◆ **Tugas Singkat 1**:
Tuliskan kembali dengan tepat bagian teks tentang St. Hieronimus, mulai dari "Jumat, 12 September" sampai dengan "yang menjadi bawaannya.", kedua ujungnya ikut ditulis.

———

Jumat, 12 September 2008

Katekese dari Paus Benediktus XVI tentang St. Hieronimus (part 1)

Saudara-saudari terkasih

Hari ini, kita memusatkan perhatian kita kepada St. Hieronimus, Bapa Gereja yang memusatkan hidupnya kepada Alkitab: dia menerjemahkannya ke dalam bahasa latin, menafsirkannya dalam karya-karyanya, dan diatas segalanya, ia berjuang menghayatinya sepanjang hidupnya di dunia, walaupun ia memiliki kesulitan berupa sifat temperamen tinggi yang menjadi bawaannya.

Hieronimus dilahirkan dalam sebuah keluarga Kristen sekitar tahun 347 AD di Stridon. Dia menerima pendidikan yang baik dan kemudian dikirim ke Roma untuk menyelesaikan studinya. Sebagai pria muda ia tertarik dengan kehidupan duniawi (cf. Ep 22, 7), tetapi ketertarikan dan minatnya terhadap agama Kristen tetap tinggi.

———

◆ **Tugas Singkat 2**:
Transkripsikan secara persis hanya baris-baris data latihan, mulai dari baris yang memuat "Screen reader assistance — describe where the german" sampai dengan baris terakhir data latihan, kedua ujungnya termasuk.

———

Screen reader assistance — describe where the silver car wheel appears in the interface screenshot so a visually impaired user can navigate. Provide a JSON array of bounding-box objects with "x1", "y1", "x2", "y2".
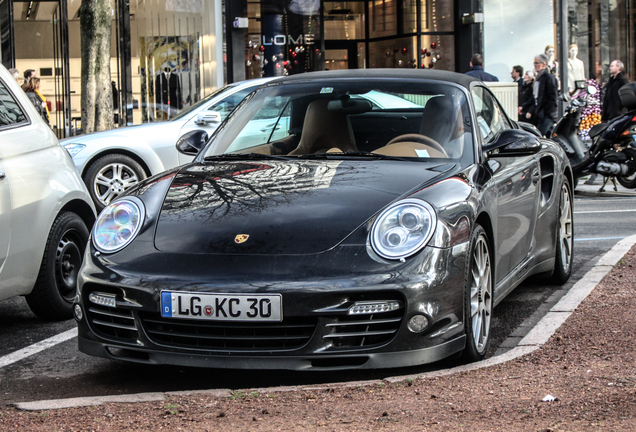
[
  {"x1": 470, "y1": 235, "x2": 492, "y2": 352},
  {"x1": 558, "y1": 184, "x2": 574, "y2": 272},
  {"x1": 93, "y1": 163, "x2": 139, "y2": 206}
]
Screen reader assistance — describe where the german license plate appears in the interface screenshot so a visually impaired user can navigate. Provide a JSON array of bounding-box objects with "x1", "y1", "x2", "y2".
[{"x1": 161, "y1": 291, "x2": 283, "y2": 321}]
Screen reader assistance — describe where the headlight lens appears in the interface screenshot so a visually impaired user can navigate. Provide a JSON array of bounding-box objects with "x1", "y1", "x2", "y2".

———

◆ **Jawaban Tugas 1**:
Jumat, 12 September 2008

Katekese dari Paus Benediktus XVI tentang St. Hieronimus (part 1)

Saudara-saudari terkasih

Hari ini, kita memusatkan perhatian kita kepada St. Hieronimus, Bapa Gereja yang memusatkan hidupnya kepada Alkitab: dia menerjemahkannya ke dalam bahasa latin, menafsirkannya dalam karya-karyanya, dan diatas segalanya, ia berjuang menghayatinya sepanjang hidupnya di dunia, walaupun ia memiliki kesulitan berupa sifat temperamen tinggi yang menjadi bawaannya.

◆ **Jawaban Tugas 2**:
Screen reader assistance — describe where the german license plate appears in the interface screenshot so a visually impaired user can navigate. Provide a JSON array of bounding-box objects with "x1", "y1", "x2", "y2".
[{"x1": 161, "y1": 291, "x2": 283, "y2": 321}]
Screen reader assistance — describe where the headlight lens appears in the interface screenshot so a visually impaired user can navigate. Provide a JSON array of bounding-box objects with "x1", "y1", "x2", "y2".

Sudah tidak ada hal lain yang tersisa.